Exercices:
a) Dans les lignes de données, recopiez en entier le passage qui s'ouvre sur la ligne contenant "Could there be any sliding" et se ferme sur celle contenant "265;180;329;272". Décalez de -9 chaque coordonnée des cadres donnés en réponse.
b) Poursuivez l'entretien avec Marwan Muasher à partir de l'endroit où il s'arrête.

Marwan Muasher: "Notre but est de prêter main forte à la Tunisie sur les plans politique, économique, sécuritaire..."

Marwan Muasher: "Notre but est de prêter main forte à la Tunisie sur les plans politique, économique, sécuritaire..."
 
 
A l’occasion de la tenue de l’événement « Supporting Tunisia’s Imperiled Transition », organisé par la fondation Carnegie pour la paix internationale (The Carnegie Endowment for International Peace), ce mercredi 27 avril 2016 à Gammarth, destiné à soutenir la transition  démocratique de la Tunisie, l’ancien ministre jordanien des affaires étrangéres et vice-président de la fondation Canergie, Marwan Muasher, nous a accordé une interview, afin de nous éclairer sur les tenants et les aboutissants de son projet.
 
Espace Manager : En quoi consiste votre projet ?
 
Marwan Muasher : Depuis six mois, de concert avec les collègues de la Fondation Carnegie, une série de consultations structurées a été menée en Tunisie auprès de hauts dirigeants, partis politiques, hommes et femmes d’affaires, syndicats, organisations de la société civile et partenaires internationaux afin de savoir quelle voie faut-il emprunter pour aider la Tunisie dans sa phase démocratique à travers des recommandations servant à pallier les maux que la Tunisie a connus depuis la révolution.
 
Pourquoi avoir choisi de soutenir la Tunisie ?
 
Depuis la révolution de janvier 2011, le peuple tunisien a réussi à destituer un dictateur de manière pacifique, à entamer un dialogue politique complet et inclusif, à ratifier une constitution remarquablement progressive et à organiser des élections libres et équitables.
 
Prêter main-forte à la Tunisie pour sa transition démocratique n’est pas vain, car ses troubles semblent moindres comparés à ceux de la Libye, de la Syrie, de l’Irak, ou du Yémen.

(Extraits d'un jeu de données de détection)
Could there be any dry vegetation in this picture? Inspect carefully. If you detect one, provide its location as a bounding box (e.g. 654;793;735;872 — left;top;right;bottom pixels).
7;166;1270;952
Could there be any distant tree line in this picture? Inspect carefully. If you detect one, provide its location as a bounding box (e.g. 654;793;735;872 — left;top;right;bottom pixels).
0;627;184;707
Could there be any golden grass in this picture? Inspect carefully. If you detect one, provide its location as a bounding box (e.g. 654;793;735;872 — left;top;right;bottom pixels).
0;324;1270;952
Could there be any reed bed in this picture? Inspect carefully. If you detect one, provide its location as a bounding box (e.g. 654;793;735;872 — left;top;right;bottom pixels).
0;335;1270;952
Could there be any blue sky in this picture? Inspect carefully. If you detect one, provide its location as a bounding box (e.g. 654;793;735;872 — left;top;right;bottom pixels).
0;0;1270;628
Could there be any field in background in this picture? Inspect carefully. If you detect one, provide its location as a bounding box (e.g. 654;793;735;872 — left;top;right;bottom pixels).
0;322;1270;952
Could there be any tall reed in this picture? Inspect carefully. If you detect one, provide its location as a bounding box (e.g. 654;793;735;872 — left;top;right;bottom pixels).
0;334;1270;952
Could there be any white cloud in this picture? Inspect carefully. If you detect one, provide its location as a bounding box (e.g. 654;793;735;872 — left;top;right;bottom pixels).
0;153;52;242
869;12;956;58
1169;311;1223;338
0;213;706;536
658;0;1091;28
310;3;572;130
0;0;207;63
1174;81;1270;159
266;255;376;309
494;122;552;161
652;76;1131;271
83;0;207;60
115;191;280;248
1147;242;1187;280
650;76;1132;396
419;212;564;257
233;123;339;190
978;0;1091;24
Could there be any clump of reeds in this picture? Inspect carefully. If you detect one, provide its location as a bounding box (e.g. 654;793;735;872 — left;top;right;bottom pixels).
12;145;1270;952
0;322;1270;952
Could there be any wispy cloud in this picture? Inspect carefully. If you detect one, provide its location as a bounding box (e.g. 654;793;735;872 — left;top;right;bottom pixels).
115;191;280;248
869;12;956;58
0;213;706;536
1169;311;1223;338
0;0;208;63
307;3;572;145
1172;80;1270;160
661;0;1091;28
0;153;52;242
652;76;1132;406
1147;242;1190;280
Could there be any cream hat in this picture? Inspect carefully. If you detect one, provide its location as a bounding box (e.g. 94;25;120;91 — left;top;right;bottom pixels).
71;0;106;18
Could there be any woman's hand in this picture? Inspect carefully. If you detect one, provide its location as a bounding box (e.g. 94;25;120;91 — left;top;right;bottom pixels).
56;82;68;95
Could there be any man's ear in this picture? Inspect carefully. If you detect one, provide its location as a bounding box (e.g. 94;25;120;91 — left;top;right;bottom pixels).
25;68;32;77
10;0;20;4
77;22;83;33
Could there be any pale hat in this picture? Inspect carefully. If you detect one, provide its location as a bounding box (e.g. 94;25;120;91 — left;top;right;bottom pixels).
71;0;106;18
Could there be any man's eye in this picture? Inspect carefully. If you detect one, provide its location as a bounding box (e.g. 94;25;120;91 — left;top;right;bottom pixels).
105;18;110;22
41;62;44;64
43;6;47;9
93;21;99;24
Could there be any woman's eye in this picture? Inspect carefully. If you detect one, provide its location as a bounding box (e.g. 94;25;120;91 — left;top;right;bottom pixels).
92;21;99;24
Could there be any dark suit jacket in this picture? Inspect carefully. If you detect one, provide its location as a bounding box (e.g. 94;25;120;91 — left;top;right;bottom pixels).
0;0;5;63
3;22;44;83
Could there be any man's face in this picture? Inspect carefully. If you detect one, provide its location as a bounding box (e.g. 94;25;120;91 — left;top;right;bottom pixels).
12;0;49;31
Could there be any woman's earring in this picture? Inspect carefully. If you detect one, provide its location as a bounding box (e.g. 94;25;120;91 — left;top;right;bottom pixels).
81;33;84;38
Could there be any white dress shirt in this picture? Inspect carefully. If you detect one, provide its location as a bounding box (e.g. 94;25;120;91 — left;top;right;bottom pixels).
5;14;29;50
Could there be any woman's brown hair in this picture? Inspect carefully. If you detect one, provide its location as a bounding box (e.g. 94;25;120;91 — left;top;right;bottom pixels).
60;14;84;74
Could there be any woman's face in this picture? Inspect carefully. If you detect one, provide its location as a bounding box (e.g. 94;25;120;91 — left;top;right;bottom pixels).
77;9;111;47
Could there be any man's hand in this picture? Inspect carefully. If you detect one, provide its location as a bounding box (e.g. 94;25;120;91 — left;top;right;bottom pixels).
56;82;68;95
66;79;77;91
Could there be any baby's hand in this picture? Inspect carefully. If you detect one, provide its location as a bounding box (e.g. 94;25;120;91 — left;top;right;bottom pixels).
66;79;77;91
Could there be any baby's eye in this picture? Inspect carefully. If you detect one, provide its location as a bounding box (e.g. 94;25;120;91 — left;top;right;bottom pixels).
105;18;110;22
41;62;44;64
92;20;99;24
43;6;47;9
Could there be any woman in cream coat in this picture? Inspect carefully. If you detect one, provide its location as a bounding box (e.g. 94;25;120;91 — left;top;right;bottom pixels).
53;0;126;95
...
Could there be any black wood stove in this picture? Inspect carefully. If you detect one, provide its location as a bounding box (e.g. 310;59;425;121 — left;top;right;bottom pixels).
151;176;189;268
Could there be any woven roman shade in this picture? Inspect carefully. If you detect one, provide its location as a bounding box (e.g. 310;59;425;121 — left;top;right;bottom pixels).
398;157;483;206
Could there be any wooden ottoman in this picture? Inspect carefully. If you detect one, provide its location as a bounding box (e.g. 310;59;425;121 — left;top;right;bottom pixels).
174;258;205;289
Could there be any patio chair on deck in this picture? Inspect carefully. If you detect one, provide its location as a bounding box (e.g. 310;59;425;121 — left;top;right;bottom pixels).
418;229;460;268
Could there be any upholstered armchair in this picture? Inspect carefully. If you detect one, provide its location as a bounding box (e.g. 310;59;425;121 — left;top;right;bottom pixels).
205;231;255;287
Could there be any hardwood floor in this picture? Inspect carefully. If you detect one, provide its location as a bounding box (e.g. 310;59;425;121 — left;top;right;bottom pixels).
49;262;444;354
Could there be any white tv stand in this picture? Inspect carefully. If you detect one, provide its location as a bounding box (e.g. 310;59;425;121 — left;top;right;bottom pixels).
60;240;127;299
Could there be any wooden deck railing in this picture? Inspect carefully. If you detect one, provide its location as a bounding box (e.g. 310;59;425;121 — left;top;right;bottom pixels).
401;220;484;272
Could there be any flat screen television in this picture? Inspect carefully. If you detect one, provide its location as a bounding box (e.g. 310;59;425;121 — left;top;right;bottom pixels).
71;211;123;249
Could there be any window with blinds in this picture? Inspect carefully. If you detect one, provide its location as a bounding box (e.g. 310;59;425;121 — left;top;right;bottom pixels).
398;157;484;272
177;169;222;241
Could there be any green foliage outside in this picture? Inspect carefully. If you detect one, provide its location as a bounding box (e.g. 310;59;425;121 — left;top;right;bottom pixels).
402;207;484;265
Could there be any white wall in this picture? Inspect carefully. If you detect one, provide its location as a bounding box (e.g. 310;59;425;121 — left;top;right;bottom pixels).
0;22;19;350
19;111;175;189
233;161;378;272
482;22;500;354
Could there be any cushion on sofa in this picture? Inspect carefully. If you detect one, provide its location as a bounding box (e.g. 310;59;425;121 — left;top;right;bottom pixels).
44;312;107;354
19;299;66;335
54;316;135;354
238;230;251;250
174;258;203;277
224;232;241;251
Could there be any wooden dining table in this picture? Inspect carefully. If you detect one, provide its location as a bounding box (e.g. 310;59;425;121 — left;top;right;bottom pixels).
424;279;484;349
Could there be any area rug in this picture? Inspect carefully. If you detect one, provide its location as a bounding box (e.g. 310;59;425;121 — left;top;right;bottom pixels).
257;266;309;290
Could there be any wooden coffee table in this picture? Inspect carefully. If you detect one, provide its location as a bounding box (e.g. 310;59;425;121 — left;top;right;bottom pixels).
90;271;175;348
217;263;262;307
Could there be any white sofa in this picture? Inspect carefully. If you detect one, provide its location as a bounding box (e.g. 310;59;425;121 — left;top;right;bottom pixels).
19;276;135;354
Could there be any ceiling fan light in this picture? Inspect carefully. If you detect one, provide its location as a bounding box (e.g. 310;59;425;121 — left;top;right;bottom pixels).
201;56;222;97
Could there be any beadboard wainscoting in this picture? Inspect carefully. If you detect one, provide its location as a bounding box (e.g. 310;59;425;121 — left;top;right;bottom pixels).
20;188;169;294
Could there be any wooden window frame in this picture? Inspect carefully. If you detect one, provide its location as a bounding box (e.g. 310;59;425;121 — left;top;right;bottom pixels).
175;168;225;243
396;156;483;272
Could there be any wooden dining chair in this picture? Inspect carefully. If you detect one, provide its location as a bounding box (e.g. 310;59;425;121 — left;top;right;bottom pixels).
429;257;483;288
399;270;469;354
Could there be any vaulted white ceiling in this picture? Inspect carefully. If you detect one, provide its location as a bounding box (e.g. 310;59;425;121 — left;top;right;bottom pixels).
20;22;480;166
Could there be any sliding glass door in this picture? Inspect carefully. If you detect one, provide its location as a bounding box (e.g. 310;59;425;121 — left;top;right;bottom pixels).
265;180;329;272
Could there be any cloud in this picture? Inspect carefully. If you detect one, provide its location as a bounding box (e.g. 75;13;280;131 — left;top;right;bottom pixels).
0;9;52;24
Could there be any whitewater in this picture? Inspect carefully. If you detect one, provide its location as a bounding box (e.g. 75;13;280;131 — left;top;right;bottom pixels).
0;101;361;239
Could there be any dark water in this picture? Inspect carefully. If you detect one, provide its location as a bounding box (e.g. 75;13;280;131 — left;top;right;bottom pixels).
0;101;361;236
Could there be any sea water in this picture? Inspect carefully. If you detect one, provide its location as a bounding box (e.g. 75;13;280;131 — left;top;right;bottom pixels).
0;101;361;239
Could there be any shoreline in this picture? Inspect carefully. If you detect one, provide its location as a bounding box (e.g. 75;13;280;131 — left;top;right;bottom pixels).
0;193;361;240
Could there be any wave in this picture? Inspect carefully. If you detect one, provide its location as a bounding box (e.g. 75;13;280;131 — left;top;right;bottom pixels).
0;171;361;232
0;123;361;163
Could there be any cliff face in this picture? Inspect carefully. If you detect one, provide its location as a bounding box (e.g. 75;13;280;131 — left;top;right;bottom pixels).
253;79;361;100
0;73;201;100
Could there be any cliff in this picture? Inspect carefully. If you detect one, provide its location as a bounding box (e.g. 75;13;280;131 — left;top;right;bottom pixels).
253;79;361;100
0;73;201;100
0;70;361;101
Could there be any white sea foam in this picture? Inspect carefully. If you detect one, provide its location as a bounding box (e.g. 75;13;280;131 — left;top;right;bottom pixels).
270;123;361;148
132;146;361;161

Les réponses:
a)
Could there be any sliding glass door in this picture? Inspect carefully. If you detect one, provide its location as a bounding box (e.g. 310;59;425;121 — left;top;right;bottom pixels).
256;171;320;263

b)
 
L’expérience tunisienne vacille entre dangers et promesses certes, mais elle représente un exemple, auquel il ne faut pas s’en détourner, en vue de créer une nouvelle dynamique plus constructive et inverser la trajectoire troublante à travers laquelle le pays a dû  faire face,  tant sur le plan politique qu’économique et sécuritaire. 
 
Comment pensez-vous aider concrètement la Tunisie dans sa phase transitoire ?
 
Marwan Muasher : Dans un pays où une bureaucratie inaccessible s’interpose à pratiquement tous les stades et dans tous les aspects de la vie économique, plusieurs défis majeurs sont en attente.
 
L’économie tunisienne a besoin de priorités réalistes, pour créer de nouveaux mécanismes aptes à surmonter les obstacles et goulets d’étranglement qui ont freiné considérablement les progrès par le passé, comme le cas de Deauville, en France, qui a été pour les Tunisiens synonyme de promesses non tenues, voire de désillusion quant aux garanties internationales.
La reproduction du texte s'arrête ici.